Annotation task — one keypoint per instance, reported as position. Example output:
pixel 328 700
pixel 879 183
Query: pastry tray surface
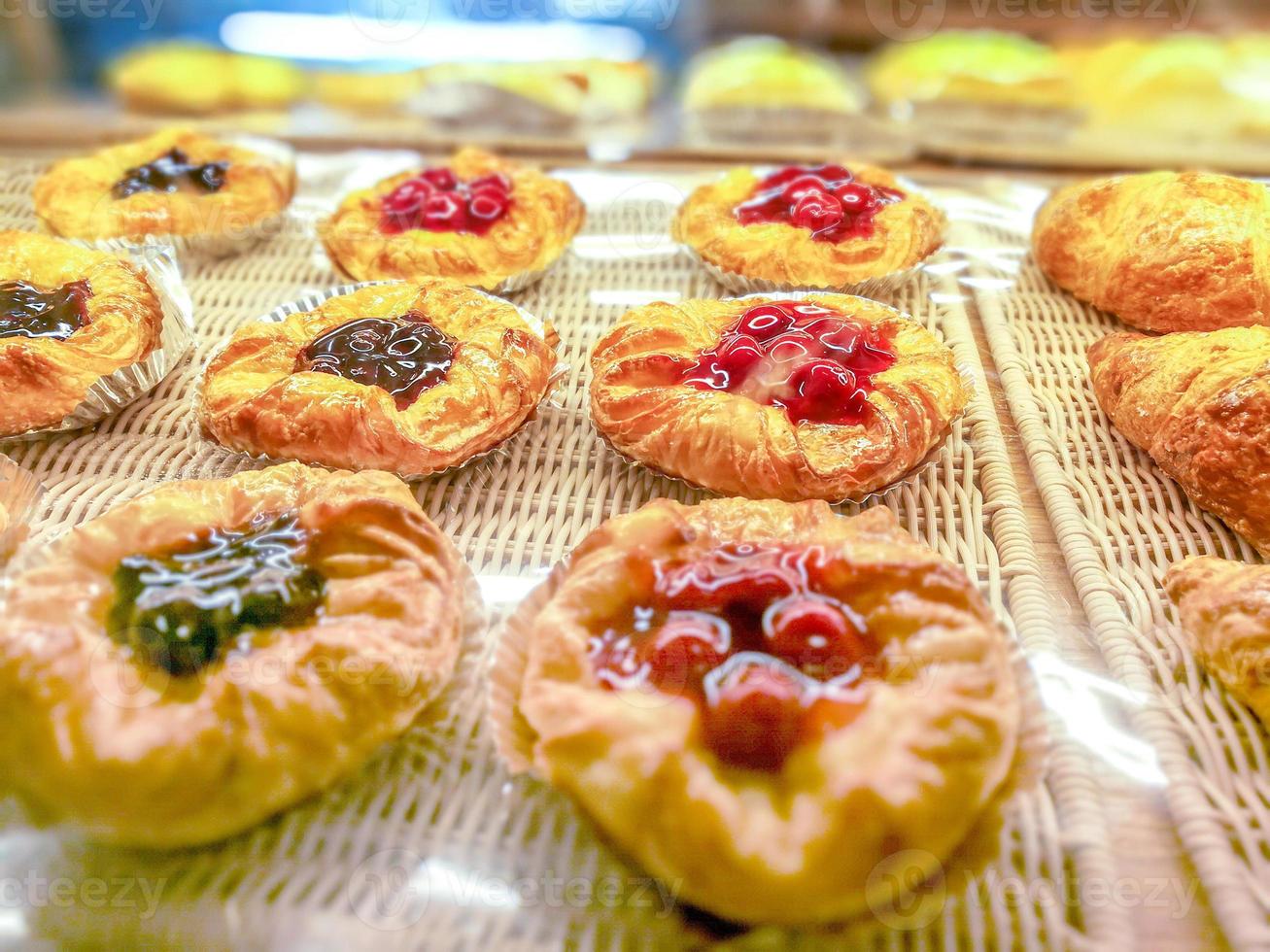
pixel 1120 524
pixel 479 851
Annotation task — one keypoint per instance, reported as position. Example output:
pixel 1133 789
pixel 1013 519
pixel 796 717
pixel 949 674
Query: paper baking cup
pixel 910 476
pixel 544 329
pixel 19 493
pixel 115 391
pixel 215 247
pixel 514 739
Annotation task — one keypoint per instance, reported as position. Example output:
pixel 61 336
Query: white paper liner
pixel 241 239
pixel 19 493
pixel 910 476
pixel 115 391
pixel 310 302
pixel 514 737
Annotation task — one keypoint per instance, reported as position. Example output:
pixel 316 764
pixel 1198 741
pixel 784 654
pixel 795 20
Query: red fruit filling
pixel 813 362
pixel 437 201
pixel 827 201
pixel 744 633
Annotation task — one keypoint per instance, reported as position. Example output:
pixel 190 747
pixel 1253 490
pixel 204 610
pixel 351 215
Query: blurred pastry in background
pixel 193 79
pixel 769 73
pixel 988 83
pixel 367 91
pixel 528 94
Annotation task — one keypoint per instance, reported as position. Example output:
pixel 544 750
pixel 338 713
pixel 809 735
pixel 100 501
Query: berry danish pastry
pixel 762 702
pixel 824 396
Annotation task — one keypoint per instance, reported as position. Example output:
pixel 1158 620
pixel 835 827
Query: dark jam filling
pixel 827 201
pixel 745 633
pixel 25 311
pixel 404 356
pixel 437 201
pixel 814 363
pixel 186 609
pixel 172 172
-*-
» **REQUIREMENT**
Please return the material above unchanged, with every picture removed.

» **REPLY TO THE TASK**
Annotation task — one keypoint per instance, reported as position. Example output:
pixel 328 700
pixel 879 183
Query: pastry tray surface
pixel 1120 524
pixel 479 851
Annotation task — one keypoint per instance, reported as position. Example output:
pixel 1133 789
pixel 1013 519
pixel 796 717
pixel 949 674
Query: paper baking cup
pixel 910 476
pixel 544 329
pixel 19 493
pixel 115 391
pixel 215 247
pixel 514 739
Annotation task — one keypoint per instance, reported as position. Example output:
pixel 61 336
Query: white paper liner
pixel 241 239
pixel 19 493
pixel 910 476
pixel 115 391
pixel 310 302
pixel 514 737
Annotation task — one keypoint per instance, reported as position. Example output:
pixel 316 764
pixel 1198 741
pixel 784 654
pixel 795 20
Query: red fruit filling
pixel 813 362
pixel 437 201
pixel 827 201
pixel 744 633
Annotation task — one keypoint per instance, reported as position. Example output:
pixel 190 747
pixel 1253 490
pixel 204 610
pixel 351 215
Query: blurred pastry in background
pixel 193 79
pixel 769 73
pixel 988 83
pixel 367 91
pixel 528 94
Annotation task — one keypoint per instance, reported as position. Example output:
pixel 544 750
pixel 338 713
pixel 809 735
pixel 100 501
Query: berry danish pastry
pixel 762 702
pixel 824 396
Annotation task — one keypoint per instance, reported as position. Example output:
pixel 1158 620
pixel 835 827
Query: dark jam filling
pixel 827 201
pixel 745 633
pixel 25 311
pixel 404 356
pixel 437 201
pixel 814 363
pixel 186 609
pixel 172 172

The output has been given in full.